> _Your instructions_: For this exercise, transcribe all the entries exactly as given and omit the images.

Dataset entries

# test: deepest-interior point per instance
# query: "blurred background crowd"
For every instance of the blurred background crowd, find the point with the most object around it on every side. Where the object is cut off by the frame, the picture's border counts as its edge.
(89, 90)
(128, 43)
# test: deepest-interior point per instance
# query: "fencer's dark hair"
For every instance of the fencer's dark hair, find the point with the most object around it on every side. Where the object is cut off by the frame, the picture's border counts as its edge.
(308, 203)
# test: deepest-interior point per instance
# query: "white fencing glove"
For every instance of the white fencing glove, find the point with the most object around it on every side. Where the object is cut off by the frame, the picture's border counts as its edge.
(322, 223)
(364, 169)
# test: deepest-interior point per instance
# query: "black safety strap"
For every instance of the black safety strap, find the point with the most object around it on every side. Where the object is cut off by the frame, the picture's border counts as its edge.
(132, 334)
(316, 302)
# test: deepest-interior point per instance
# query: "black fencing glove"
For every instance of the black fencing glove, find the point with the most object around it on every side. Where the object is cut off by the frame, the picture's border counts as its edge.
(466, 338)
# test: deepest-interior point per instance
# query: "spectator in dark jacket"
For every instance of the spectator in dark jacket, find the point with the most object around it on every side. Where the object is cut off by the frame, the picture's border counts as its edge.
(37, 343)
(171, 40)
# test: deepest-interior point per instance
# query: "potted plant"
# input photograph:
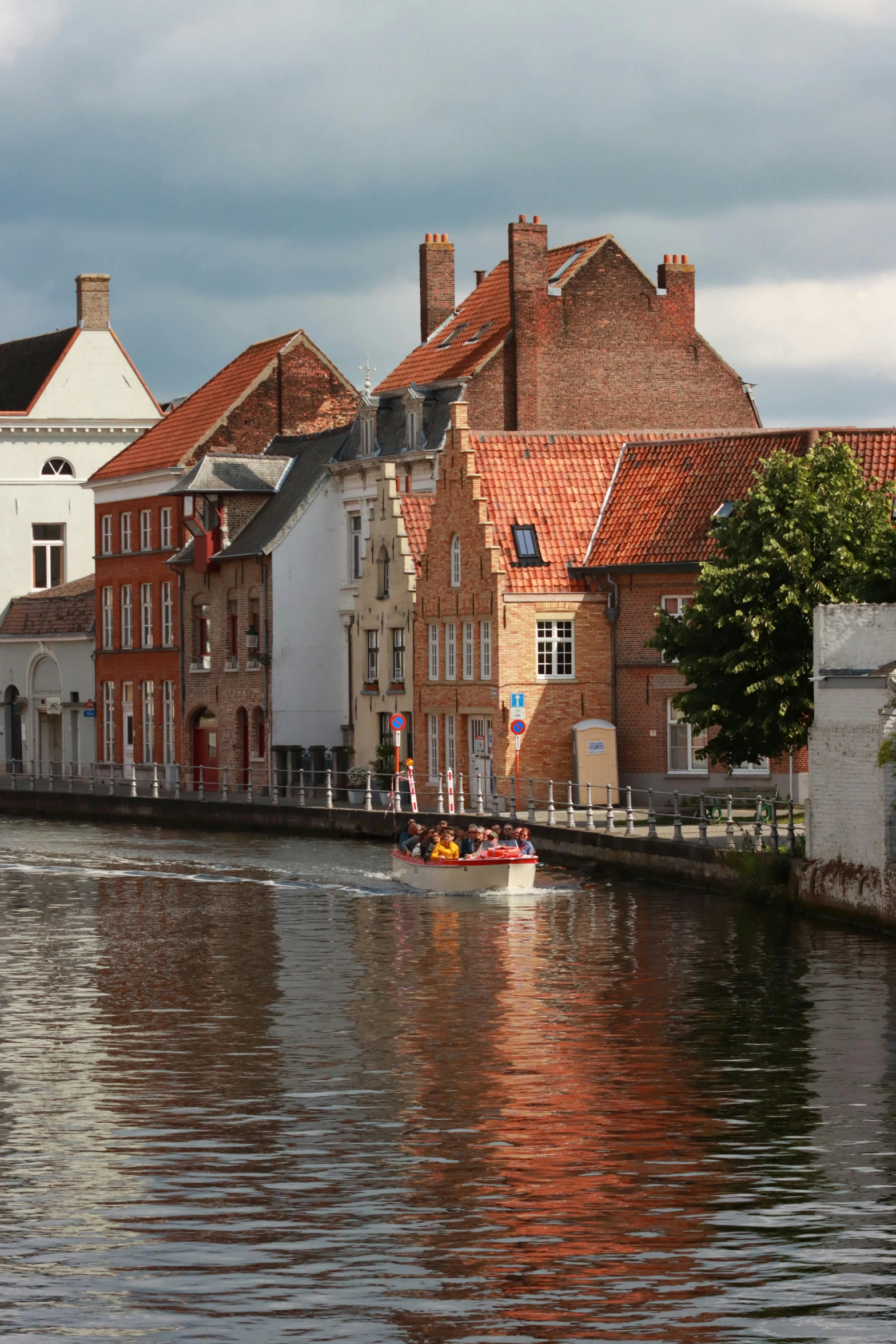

> _Written answer_:
# test: deepest-interior point per instance
# query: "blurred background crowd"
For every instance of the blurred background crowd, find the point with the most object around it on every side. Where the object is cut off by the frame, the picture's border counts as its edge.
(89, 90)
(128, 43)
# test: deepest-interior point per instance
# query: "fencer's dark hair"
For every instance of the fencer's dark hair, find the point with the most object around it on every side. Where the object is cut off by the frame, the picture's border counts as its edge.
(308, 203)
# test: deepest-interior point per instance
# query: "white fencing glove"
For every instance of the white fencing glove, find the point with the most object around it on every side. Where the object is cut off by the frame, the picture's border counts as its edge.
(322, 223)
(364, 169)
# test: deepest-interior point per instance
# query: "black safety strap"
For every instance of the black safety strap, find the point with the most object around it on every side. Where the object is cut off by the frame, the picture's border counts as its edge.
(132, 334)
(316, 302)
# test: deepest-interior point per instance
# query: "black fencing glove"
For every instance of the black fencing glove, find the point with the most object around it on every side. Where the object is cut off by the frame, the picture's border counts as its edge.
(466, 338)
# test: deepest-interior point per instance
# query: "spectator in dark jacket"
For every instance of the spectator in dark jacket, find the point with the most object around it on every side. Where the object is cut off by the frame, the picture's border counts as its edge.
(37, 343)
(171, 40)
# test: deepest-interior point per instance
# query: "potted plant"
# input photograph:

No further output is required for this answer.